■ **WHAT IS EXPECTED**:
Write out the material below exactly, beginning at the line that contains "the white house" and ending with its last line, both ends included; write nothing else.

--- INFORMATION Enclosed Below ---

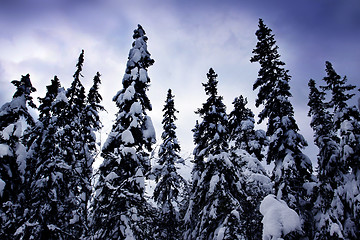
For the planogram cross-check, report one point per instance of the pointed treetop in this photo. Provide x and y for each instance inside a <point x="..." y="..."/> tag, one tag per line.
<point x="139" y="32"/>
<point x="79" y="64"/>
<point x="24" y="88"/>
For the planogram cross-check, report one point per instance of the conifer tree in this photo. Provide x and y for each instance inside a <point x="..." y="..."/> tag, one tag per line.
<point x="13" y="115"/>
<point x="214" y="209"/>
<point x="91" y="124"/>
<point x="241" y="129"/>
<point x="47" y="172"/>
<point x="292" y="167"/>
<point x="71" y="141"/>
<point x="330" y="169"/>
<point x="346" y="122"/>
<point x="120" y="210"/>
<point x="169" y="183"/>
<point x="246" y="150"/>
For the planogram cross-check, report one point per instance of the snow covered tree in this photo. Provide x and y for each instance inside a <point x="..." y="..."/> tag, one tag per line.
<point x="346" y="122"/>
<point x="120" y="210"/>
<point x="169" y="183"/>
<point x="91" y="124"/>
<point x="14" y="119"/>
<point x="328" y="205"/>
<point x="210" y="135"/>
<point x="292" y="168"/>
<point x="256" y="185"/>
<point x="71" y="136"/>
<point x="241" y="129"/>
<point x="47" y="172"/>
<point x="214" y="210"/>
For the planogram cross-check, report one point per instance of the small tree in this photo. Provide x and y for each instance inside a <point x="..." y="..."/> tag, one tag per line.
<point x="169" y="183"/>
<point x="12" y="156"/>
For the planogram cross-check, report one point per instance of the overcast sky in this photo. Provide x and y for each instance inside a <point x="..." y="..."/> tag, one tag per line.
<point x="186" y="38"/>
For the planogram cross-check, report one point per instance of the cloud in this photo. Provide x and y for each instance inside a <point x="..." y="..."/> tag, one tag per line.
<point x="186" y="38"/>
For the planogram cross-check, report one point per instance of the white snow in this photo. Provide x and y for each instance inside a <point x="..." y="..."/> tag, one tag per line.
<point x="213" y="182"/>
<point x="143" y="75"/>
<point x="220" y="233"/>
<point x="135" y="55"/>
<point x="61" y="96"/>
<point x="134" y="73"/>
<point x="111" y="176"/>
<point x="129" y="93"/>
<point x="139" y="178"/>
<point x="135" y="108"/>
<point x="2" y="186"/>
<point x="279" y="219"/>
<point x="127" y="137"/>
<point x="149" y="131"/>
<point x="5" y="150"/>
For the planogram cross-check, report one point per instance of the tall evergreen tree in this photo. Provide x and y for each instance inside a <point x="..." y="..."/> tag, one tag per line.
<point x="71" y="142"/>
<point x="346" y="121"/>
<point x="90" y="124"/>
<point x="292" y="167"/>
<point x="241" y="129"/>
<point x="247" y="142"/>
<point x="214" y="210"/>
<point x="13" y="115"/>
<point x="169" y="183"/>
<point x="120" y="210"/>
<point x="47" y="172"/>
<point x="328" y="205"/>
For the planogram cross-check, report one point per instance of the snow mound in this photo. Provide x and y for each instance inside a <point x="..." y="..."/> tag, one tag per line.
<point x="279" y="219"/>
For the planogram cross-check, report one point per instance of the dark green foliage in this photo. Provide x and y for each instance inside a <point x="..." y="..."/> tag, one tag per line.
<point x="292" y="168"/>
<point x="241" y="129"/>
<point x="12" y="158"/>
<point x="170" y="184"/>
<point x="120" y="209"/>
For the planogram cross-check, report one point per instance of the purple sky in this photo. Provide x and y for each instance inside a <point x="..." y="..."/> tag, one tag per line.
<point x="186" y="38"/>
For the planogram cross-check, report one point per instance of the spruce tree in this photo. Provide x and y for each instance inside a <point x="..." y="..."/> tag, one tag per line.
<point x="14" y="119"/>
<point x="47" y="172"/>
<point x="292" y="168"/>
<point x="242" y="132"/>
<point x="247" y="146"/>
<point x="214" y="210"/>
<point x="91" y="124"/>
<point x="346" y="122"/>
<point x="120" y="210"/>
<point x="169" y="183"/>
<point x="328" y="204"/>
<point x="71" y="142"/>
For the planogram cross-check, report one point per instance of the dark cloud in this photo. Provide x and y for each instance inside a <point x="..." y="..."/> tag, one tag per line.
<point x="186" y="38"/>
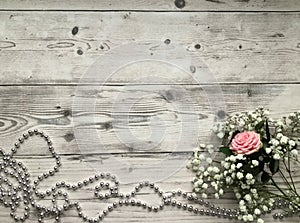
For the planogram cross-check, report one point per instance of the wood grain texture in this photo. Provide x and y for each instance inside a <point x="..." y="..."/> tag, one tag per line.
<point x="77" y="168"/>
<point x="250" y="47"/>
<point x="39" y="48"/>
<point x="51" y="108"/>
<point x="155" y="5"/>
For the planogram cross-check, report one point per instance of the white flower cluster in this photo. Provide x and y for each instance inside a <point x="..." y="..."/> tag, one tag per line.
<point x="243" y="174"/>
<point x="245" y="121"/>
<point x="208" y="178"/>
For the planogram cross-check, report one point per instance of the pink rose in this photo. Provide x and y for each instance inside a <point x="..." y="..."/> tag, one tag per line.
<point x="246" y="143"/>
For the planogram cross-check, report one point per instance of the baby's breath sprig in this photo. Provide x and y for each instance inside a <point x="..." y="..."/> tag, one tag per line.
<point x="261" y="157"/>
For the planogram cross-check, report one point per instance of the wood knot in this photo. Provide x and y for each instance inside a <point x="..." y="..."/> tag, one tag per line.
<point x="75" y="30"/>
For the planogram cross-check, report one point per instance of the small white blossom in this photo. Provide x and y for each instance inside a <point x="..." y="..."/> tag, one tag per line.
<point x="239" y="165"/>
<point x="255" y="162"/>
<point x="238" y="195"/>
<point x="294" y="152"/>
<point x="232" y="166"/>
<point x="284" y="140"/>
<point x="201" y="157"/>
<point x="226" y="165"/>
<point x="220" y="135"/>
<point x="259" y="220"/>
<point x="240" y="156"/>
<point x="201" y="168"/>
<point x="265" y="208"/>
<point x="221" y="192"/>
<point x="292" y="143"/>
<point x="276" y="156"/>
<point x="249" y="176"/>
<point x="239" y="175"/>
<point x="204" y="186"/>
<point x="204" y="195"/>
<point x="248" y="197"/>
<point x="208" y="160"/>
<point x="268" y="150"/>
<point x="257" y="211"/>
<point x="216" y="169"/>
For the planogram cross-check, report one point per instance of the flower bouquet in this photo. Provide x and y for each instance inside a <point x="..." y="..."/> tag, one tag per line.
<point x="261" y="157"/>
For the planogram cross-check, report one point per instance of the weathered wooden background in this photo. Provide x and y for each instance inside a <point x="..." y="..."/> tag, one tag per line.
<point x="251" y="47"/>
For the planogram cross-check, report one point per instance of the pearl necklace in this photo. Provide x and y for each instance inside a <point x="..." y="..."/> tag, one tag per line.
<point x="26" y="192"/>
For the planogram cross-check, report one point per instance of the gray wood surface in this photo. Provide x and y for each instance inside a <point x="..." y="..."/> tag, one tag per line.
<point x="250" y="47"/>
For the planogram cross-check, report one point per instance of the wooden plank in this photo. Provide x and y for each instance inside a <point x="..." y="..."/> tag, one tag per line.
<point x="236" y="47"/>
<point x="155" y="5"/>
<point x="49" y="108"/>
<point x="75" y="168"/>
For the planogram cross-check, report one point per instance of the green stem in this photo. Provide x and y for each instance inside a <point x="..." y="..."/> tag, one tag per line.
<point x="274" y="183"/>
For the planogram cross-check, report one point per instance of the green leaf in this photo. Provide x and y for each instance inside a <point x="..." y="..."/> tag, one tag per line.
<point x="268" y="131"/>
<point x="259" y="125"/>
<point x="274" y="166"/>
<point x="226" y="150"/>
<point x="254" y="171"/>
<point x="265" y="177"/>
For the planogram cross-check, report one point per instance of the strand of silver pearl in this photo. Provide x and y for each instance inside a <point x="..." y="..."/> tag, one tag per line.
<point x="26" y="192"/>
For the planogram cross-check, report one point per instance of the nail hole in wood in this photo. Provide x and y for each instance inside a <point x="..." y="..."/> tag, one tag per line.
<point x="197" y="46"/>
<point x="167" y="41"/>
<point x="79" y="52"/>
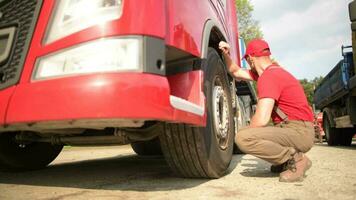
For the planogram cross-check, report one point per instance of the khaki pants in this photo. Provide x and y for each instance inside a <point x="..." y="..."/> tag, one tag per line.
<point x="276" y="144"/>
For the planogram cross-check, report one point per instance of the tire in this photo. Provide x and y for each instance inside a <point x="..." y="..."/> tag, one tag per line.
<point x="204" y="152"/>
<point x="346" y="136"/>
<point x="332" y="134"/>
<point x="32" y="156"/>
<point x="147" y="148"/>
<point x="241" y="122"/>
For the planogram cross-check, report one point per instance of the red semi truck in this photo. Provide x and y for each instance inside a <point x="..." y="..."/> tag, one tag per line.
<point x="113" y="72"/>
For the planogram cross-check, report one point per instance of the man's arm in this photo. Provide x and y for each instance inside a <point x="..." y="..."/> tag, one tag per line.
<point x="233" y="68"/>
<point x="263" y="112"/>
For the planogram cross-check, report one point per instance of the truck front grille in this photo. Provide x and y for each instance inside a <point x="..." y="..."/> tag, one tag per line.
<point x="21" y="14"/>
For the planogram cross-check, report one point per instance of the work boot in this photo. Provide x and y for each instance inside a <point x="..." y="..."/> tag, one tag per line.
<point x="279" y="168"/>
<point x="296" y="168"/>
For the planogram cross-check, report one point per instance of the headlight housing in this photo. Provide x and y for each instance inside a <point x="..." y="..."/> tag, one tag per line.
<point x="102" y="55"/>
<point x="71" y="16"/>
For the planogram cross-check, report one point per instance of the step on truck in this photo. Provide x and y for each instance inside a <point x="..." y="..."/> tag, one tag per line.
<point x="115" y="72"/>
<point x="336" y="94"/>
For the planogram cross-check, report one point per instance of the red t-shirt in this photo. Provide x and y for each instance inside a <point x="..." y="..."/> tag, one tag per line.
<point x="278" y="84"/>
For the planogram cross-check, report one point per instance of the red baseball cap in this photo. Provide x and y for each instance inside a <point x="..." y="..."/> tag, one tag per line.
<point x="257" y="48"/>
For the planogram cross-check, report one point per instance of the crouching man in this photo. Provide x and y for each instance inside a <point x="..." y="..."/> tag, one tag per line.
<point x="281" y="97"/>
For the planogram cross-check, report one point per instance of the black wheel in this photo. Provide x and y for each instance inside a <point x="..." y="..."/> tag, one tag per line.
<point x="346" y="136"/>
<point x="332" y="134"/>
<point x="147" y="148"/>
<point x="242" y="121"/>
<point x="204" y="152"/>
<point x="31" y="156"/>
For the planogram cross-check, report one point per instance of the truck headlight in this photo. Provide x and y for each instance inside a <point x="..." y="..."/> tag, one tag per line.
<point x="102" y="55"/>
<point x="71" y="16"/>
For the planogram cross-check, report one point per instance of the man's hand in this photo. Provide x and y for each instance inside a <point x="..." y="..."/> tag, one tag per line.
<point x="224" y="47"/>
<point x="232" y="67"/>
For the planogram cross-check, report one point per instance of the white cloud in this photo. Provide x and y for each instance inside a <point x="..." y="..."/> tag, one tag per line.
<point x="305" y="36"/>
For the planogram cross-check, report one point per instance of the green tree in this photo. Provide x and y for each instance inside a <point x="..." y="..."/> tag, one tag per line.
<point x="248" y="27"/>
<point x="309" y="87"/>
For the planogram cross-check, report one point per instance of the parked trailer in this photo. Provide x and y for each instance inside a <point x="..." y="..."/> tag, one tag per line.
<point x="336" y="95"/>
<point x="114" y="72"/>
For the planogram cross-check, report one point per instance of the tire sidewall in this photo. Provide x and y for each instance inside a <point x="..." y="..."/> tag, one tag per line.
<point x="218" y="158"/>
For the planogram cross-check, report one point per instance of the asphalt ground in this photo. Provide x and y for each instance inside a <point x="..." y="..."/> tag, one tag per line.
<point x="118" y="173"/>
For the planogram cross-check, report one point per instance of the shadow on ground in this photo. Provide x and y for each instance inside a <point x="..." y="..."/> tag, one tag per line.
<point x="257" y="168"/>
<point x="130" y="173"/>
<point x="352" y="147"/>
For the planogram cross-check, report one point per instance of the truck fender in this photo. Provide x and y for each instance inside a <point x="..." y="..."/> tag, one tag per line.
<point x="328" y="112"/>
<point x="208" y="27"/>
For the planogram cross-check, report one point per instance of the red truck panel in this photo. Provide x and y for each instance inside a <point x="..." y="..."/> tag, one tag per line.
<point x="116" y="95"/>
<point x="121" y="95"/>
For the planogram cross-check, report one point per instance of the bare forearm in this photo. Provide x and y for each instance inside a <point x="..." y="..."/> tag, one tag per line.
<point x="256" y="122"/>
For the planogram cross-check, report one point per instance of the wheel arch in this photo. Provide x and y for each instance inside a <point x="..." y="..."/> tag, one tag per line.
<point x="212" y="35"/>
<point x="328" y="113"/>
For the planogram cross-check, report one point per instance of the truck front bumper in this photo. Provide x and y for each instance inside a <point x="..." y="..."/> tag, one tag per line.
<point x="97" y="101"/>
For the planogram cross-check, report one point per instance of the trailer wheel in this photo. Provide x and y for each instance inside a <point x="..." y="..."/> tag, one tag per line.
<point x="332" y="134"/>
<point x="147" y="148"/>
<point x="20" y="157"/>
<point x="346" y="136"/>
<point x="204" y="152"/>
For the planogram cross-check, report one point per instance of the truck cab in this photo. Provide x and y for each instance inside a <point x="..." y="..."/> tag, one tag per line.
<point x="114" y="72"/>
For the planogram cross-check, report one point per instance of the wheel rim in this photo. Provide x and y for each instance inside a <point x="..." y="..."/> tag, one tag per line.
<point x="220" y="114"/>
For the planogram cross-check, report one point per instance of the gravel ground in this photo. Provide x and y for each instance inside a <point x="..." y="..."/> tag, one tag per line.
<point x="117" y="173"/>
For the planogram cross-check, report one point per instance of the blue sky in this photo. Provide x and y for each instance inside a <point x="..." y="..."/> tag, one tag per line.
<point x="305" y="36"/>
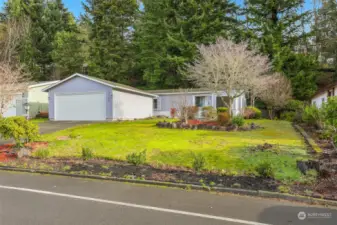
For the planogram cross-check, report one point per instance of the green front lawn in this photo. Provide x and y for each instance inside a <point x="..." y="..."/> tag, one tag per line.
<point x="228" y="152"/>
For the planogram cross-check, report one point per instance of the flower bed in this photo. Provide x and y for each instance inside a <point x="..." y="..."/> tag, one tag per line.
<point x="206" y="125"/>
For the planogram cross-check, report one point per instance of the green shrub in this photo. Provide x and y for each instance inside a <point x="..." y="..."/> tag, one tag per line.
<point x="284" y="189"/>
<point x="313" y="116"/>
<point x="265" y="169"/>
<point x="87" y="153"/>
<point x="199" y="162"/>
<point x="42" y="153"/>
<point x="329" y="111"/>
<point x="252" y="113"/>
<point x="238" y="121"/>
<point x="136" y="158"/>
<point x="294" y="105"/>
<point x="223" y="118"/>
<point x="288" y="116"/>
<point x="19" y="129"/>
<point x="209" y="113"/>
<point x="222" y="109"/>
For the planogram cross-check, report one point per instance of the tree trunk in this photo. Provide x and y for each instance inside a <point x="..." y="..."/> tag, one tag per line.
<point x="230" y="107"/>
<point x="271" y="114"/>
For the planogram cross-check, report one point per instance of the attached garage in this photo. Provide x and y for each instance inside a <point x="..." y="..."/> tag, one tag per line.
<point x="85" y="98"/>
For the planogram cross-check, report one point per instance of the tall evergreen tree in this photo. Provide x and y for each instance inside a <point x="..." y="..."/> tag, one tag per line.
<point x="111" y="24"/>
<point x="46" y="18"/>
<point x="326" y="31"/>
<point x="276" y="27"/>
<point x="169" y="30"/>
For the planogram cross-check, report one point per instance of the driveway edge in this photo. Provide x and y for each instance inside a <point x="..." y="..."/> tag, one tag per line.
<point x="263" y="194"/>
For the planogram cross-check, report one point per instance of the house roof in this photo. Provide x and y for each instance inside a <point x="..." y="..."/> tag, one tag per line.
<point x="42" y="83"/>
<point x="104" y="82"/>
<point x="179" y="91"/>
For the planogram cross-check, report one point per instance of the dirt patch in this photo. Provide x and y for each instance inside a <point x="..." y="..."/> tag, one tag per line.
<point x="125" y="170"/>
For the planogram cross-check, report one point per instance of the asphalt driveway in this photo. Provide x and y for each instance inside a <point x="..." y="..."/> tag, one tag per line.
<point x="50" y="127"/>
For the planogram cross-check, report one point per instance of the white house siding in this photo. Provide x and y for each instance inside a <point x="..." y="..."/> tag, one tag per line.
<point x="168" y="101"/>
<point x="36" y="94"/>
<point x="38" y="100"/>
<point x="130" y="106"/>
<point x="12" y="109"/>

--- End of Enclosed INFORMATION ---

■ **RESPONSE TO THE TASK**:
For the planogram cross-check, report one point per instance of the white house siding in this photo. Provide x and y for each instance inside a <point x="..." y="..."/> tag, one tag per line.
<point x="168" y="101"/>
<point x="36" y="94"/>
<point x="38" y="100"/>
<point x="130" y="106"/>
<point x="12" y="109"/>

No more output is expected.